--- Start of INPUT DATA ---

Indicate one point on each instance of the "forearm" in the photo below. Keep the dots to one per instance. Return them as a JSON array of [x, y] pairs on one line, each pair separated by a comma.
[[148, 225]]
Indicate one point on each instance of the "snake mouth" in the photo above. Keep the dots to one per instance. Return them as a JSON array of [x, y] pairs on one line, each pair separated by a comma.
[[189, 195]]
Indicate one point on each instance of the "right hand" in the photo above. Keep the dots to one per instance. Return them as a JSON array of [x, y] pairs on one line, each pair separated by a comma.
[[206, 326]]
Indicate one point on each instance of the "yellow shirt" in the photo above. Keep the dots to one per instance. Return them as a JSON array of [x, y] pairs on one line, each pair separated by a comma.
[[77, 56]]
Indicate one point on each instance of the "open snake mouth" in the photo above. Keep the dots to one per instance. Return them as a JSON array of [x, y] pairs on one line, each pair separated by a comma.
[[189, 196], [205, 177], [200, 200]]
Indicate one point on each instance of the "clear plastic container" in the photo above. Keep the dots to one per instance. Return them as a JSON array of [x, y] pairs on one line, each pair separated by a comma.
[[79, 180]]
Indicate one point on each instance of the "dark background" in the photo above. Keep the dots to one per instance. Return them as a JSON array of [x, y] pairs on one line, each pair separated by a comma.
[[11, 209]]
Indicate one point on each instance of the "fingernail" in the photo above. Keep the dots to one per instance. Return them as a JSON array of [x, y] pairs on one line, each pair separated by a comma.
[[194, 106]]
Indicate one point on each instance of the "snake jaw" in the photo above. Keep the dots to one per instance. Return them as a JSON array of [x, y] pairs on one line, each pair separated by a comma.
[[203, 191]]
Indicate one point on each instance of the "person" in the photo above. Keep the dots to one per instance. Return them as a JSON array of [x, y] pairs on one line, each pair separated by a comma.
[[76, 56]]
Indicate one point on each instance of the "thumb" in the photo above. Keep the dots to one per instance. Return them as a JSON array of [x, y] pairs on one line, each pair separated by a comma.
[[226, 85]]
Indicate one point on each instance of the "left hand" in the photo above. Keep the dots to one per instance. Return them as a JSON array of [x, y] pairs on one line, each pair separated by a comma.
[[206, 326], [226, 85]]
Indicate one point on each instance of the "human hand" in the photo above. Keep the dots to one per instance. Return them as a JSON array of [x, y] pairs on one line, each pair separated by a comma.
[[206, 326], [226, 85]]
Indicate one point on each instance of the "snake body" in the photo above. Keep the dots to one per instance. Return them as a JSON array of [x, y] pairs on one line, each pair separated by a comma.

--- End of INPUT DATA ---

Copy every record above exactly as it appears.

> [SOLUTION TO THIS EXERCISE]
Indicate one point on each instance of the "forearm" in the photo below. Keep the dots to one per instance. Return them as a JSON array of [x, y] pairs on one line, each pair separated by a comma.
[[148, 225]]
Indicate one point on each instance of the "snake mouth" in the photo above. Keep the dots to one per instance. Return them as a JSON array of [x, y] pairs on one line, each pair separated by a comma.
[[189, 195]]
Indicate one point on each instance of the "right hand" in the photo above. Keep the dots to one per instance. Return them as a JSON array of [x, y] pairs on one line, each pair separated by a comma.
[[206, 326]]
Indicate one point on each instance of the "yellow shirt" in the photo above. Keep the dots to one per instance. Return them as a JSON array of [x, y] pairs on one line, each pair separated by a comma.
[[77, 56]]
Indicate one point on each instance of the "open snake mouth" in the photo above. Keep the dots to one per instance. Return them as a JSON array of [x, y] pairs on one line, each pair separated by a comma.
[[189, 196], [205, 177], [200, 200]]
Indicate one point on each instance of the "clear plastic container" in the photo above. Keep the dots to one per instance. Return them as a JSON array of [x, y] pairs on one line, each pair separated by a comma.
[[79, 180]]
Indicate one point on each instance of the "dark background" in the photo above. Keep the dots to one per instance. Return them as a JSON array of [x, y] pairs on one line, each pair separated by a comma.
[[11, 209]]
Indicate one point on each instance of the "fingernail" in the photo above. Keep the dots to one per instance. Return them as a JSON array of [x, y] pairs on one line, each pair separated by a comma.
[[194, 106]]
Indicate one point on each instance of the "snake jaw" in the photo above. Keep the dots to one per instance. Return them as a JSON array of [x, y] pairs on one line, each pair separated by a comma.
[[203, 191]]
Indicate one point on each instance of the "person" in the photo above. Keep the dots to one per instance. Return them as a JSON array of [x, y] pairs on one line, each pair separated by a comma.
[[76, 56]]
Indicate one point on each instance of the "thumb" in the photo above. Keep the dots to one per instance. Return them as a JSON array of [x, y] pairs on one line, each pair separated by a comma.
[[226, 85]]
Indicate one point on each instance of the "left hand" in the photo above. Keep the dots to one per instance. Return them as a JSON array of [x, y] pairs on one line, each pair separated by a comma.
[[206, 326], [226, 85]]
Indicate one point on each instance of the "human hand" in the photo above. Keep the dots to one per instance. Return them as a JSON array of [x, y] pairs on one line, each pair separated by a comma.
[[206, 326], [226, 85]]
Indicate one point on each instance of the "snake body" in the photo above. Keep the dots to one per instance. Return them as a JSON array of [x, y] pairs on one line, each pair separated by a comma.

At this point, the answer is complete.